■ DESCRIPTION OF THE TASK ■
Please put each of the rows below into a numbered list, leaving out any blank lines.

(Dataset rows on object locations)
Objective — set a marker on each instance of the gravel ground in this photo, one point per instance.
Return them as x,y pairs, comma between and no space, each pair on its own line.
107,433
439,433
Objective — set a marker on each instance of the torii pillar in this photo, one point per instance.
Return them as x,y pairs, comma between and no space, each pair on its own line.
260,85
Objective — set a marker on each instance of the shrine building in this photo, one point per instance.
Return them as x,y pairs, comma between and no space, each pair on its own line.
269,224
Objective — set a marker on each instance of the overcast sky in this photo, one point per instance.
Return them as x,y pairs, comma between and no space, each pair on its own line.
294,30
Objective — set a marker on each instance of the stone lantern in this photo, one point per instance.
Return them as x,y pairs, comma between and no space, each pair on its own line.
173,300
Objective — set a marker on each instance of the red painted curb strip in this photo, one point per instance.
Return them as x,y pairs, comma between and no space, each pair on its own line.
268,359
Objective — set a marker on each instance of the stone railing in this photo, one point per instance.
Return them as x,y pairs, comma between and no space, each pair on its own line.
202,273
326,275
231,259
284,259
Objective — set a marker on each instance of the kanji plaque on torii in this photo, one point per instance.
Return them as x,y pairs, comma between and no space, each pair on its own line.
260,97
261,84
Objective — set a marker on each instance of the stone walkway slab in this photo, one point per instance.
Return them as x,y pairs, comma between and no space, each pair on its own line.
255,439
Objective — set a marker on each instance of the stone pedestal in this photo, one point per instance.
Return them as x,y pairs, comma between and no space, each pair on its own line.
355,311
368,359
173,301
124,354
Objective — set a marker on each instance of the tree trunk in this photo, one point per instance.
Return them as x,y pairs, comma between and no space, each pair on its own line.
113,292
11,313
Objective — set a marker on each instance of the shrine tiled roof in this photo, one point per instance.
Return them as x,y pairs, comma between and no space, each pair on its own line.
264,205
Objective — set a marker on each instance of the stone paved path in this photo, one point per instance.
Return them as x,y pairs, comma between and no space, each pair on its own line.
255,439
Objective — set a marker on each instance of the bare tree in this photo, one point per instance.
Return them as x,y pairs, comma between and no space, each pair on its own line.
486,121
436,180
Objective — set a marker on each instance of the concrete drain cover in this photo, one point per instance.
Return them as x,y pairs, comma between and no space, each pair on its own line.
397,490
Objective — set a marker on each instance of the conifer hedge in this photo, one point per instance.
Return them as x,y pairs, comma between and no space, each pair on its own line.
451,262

■ TASK ANSWER ■
1. Objective — set a marker on each instance of the gravel ground in this photo, one point per instance.
2. Return them as x,y pairs, comma between and no space, each pair on its own line.
3. 107,433
4. 439,433
5. Objective — set a marker on each instance of the torii pillar in this photo, one point per instance.
6. Return them as x,y pairs, comma between and no space, each pair on its own line.
7. 260,85
8. Objective — set a marker on each instance of the shrine building in this photo, one point per instance.
9. Return them as x,y pairs, comma between and no space, each pair on its own line.
10. 269,224
11. Objective — set a marker on each instance of the overcast sky in this photo, one point per instance.
12. Return them as x,y pairs, comma between and no space, each pair on its own line.
13. 294,30
14. Objective — set a marker on each instance of the stone lantern in this photo, one point per instance.
15. Return them as x,y pairs, comma between and no space, each pair on its own line.
16. 173,300
17. Objective — set a marker on each instance of the red painted curb strip in this photo, one point per instance.
18. Return them as x,y pairs, comma between and no space, each pair on its own line.
19. 268,359
20. Objective — set a marker on each instance of the stone railing in this photo, one point per instance.
21. Return them as x,y pairs, comma between and no space, each pair on its own line.
22. 202,273
23. 326,275
24. 231,259
25. 284,259
26. Objective — set a marker on each instance of the kanji plaque on torii in this photo, one point per instance.
27. Return them as x,y pairs, comma between and no space, each pair on its own line.
28. 260,97
29. 261,84
30. Objective — set a marker on each instance of the stone walkway slab in this photo, one point per instance.
31. Return them as x,y pairs, comma between and no space, each pair on its own line.
32. 255,439
33. Objective — set a marker on each instance of the stone pedestal in this photo, one point per instance.
34. Return them as x,y pairs, comma between and no space, each pair on its own line.
35. 355,311
36. 368,359
37. 173,301
38. 124,354
39. Objective — set a marker on each instance of the tree trunk in this photo, one point per instance.
40. Return them as x,y pairs, comma between and no space, each pair on its own line.
41. 113,292
42. 11,313
43. Objective — set a marker on each instance of the shrine tiled roof in this photo, one point per instance.
44. Return them as x,y pairs, comma between and no space, each pair on its own line.
45. 264,205
46. Objective — set a marker on each instance of the stone paved path in this photo, one point per instance.
47. Return them as x,y pairs, comma between and no space, each pair on its own line.
48. 255,439
49. Objective — set a marker on each instance of the bare tree in this photo, one point per instance.
50. Return them as x,y pairs, comma between and no space, each pair on its own line.
51. 486,121
52. 436,180
53. Objective — set a marker on each instance of the concrete drain cover in this photo, one point per instance.
54. Return them as x,y pairs, comma between and no space, each pair on its own line.
55. 397,490
56. Objective — set a marker on each instance of the conifer hedge in this photo, one point per instance.
57. Return them as x,y pairs, comma between and no space, each pair on its own line.
58. 451,262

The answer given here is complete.